Convertissez les lignes du matériel en tableau Markdown à deux colonnes, « Numéro » pour le numéro de rang et « Texte » pour la ligne. Commencez à la ligne qui contient « Task: place one keypoint per instance of the roadside », arrêtez-vous après celle qui contient « Task: place one keypoint per instance of the shoulder » et laissez de côté les lignes vides.

:: Matériel fourni ::
= = = = =
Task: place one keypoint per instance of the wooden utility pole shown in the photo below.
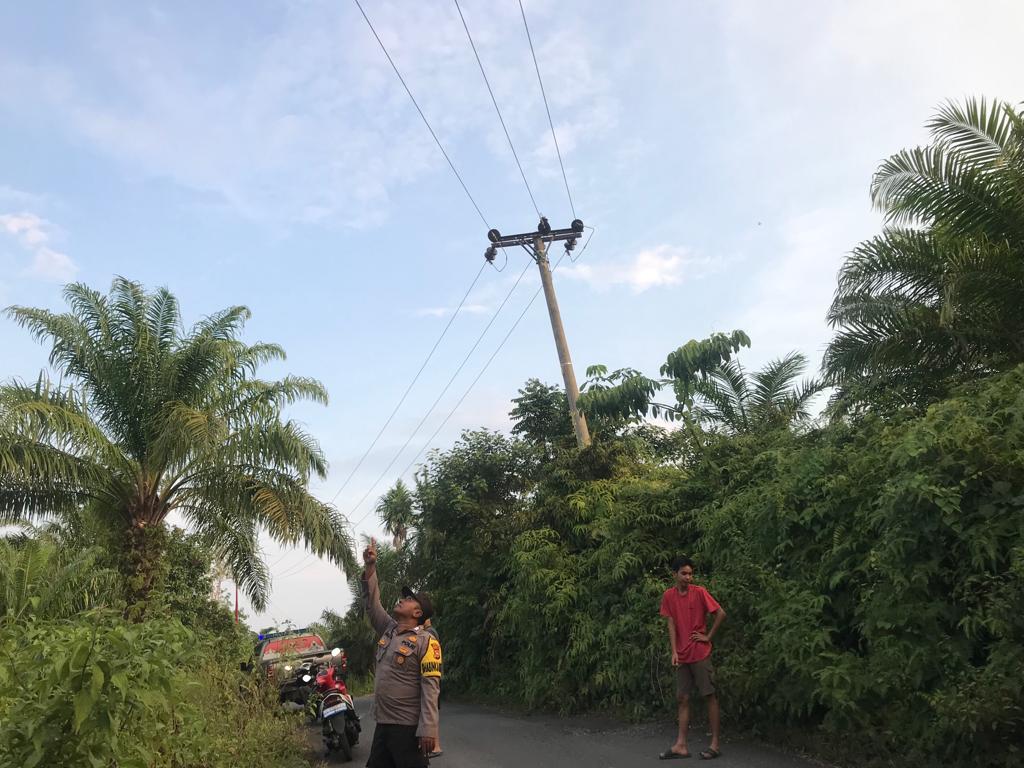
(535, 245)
= = = = =
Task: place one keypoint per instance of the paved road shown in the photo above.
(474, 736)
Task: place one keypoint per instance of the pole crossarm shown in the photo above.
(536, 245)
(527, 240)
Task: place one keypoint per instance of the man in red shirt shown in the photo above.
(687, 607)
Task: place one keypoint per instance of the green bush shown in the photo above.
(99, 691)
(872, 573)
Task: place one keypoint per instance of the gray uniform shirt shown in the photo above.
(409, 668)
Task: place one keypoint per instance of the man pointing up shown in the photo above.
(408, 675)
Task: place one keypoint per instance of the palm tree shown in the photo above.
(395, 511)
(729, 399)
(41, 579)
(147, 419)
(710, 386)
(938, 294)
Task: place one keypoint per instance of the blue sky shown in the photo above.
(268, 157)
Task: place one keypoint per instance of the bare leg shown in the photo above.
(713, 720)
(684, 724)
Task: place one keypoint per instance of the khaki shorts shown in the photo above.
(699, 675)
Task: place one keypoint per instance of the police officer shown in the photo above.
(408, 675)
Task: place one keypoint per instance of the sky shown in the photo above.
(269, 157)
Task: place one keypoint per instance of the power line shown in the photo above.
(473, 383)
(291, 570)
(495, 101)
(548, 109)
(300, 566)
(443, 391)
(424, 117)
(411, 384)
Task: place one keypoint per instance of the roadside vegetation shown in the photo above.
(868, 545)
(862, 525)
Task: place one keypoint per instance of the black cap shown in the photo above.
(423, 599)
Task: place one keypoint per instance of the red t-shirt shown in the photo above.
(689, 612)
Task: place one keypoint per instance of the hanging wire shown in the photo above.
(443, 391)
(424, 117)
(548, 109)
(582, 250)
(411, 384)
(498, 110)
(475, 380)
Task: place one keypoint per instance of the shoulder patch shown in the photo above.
= = = = =
:: Corrigé ::
| Numéro | Texte |
|---|---|
| 1 | Task: place one keypoint per instance of the roadside vegetation shown in the photo above. |
| 2 | (868, 545) |
| 3 | (862, 525) |
| 4 | Task: place one keypoint per instance of the black cap shown in the photo above. |
| 5 | (423, 599) |
| 6 | Task: place one keypoint per instance of the red t-shirt shown in the photo above. |
| 7 | (689, 612) |
| 8 | Task: place one keypoint per instance of the hanging wire shown in the photo above. |
| 9 | (443, 391) |
| 10 | (424, 117) |
| 11 | (548, 109) |
| 12 | (582, 250) |
| 13 | (411, 384) |
| 14 | (498, 110) |
| 15 | (475, 380) |
| 16 | Task: place one keypoint per instance of the shoulder patch shown in the photo above. |